No texto sobre os desabrigados diante da Catedral do Rio, quem cancelou a encenação deste ano?

• **Trecho de origem**:
::::::::::

Os desabrigados diante da Catedral do Rio; ou: a caridade e a politicagem
André Luiz*
Não tive nenhuma educação religiosa quando criança dado que meus pais
sempre se mostraram indiferentes quanto à vida espiritual. Ainda assim
sempre fui vividamente interessado no tema. Minha fé juvenil era
alimentada por filmes cristãos que costumavam passar no fim do ano e na
Semana Santa e por leituras do Evangelho, que eu realizava desde
infante. A história de Cristo me fascinava e Sua Paixão me despertava
profunda reverência. Por isso também um dos meus 'sonhos de criança',
nunca realizados, era ver a encenação da Paixão e Ressurreição de Cristo
que começava a ser feita nos Arcos da Lapa. Era um espetáculo de muito
maior visibilidade que hoje, em uma cidade e um país bem mais
católico-romanos e religiosos. A encenação deste ano, que sequer seria
realizada na Lapa mas na Catedral Metropolitana, foi cancelada pela
Arquidiocese. A causa, porém, não é o desinteresse crescente dos
cariocas e sim os rumos que tomaram a desocupação da chamada ''favela da
Telerj''.

::::::::::

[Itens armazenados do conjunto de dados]

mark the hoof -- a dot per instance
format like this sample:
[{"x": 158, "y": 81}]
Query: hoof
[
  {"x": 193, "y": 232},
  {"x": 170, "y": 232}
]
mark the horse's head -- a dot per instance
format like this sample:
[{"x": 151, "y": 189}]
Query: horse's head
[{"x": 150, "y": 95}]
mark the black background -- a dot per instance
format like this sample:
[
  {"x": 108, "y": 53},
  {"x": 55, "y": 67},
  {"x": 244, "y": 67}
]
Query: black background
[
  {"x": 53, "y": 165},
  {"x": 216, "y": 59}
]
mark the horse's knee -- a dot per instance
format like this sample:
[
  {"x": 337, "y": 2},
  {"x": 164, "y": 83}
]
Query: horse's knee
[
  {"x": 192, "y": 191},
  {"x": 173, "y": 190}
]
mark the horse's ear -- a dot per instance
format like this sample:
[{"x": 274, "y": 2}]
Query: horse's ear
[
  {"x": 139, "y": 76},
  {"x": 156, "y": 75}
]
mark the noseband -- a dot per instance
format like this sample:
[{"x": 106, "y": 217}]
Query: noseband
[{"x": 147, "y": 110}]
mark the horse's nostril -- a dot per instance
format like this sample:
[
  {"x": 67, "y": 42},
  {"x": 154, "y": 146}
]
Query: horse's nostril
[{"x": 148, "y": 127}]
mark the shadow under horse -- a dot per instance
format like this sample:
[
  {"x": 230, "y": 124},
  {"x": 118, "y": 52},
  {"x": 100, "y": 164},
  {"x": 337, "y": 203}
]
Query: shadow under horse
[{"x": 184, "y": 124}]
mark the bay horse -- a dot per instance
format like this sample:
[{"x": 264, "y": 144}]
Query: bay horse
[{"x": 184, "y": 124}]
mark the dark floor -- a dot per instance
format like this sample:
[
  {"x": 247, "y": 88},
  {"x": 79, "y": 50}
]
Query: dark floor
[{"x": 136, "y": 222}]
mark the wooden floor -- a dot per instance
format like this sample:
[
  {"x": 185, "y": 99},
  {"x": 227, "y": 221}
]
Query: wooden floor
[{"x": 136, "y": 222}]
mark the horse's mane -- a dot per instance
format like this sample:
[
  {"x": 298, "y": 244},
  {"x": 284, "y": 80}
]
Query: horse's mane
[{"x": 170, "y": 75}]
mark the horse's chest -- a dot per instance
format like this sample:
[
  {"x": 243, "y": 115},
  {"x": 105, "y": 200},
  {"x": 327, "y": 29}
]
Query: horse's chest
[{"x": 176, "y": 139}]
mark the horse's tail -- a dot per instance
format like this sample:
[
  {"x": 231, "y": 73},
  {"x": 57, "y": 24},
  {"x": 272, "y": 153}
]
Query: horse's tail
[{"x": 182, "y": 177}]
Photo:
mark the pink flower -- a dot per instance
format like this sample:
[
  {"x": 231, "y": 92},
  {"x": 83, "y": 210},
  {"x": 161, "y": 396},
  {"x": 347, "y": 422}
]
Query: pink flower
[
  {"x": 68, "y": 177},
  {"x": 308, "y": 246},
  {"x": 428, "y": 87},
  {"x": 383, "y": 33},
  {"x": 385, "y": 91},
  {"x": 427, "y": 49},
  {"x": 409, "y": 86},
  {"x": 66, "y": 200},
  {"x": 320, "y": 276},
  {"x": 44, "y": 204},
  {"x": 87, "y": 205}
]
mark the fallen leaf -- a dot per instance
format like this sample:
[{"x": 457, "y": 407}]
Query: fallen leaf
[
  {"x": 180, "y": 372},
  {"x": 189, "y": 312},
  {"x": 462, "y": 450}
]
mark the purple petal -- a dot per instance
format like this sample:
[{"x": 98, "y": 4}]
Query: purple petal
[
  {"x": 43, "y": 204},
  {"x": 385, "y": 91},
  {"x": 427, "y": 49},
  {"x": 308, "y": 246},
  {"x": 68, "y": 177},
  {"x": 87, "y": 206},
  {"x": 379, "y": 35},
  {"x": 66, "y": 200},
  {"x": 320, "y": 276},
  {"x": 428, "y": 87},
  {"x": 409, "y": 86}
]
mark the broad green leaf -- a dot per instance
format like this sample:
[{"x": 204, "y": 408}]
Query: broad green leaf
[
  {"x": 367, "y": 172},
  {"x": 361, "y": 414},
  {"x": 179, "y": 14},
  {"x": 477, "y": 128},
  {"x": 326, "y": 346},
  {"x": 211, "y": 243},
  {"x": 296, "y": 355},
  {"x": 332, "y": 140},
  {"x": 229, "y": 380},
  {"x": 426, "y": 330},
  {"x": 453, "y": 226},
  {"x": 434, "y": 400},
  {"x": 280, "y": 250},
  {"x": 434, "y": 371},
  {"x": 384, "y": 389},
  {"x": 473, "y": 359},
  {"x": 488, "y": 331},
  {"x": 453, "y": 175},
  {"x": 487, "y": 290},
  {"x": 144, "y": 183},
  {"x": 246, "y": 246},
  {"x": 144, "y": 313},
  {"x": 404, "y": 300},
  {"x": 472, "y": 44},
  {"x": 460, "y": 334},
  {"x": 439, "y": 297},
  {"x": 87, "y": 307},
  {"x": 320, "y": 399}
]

::::::::::

• **Exercício resolvido**: A Arquidiocese.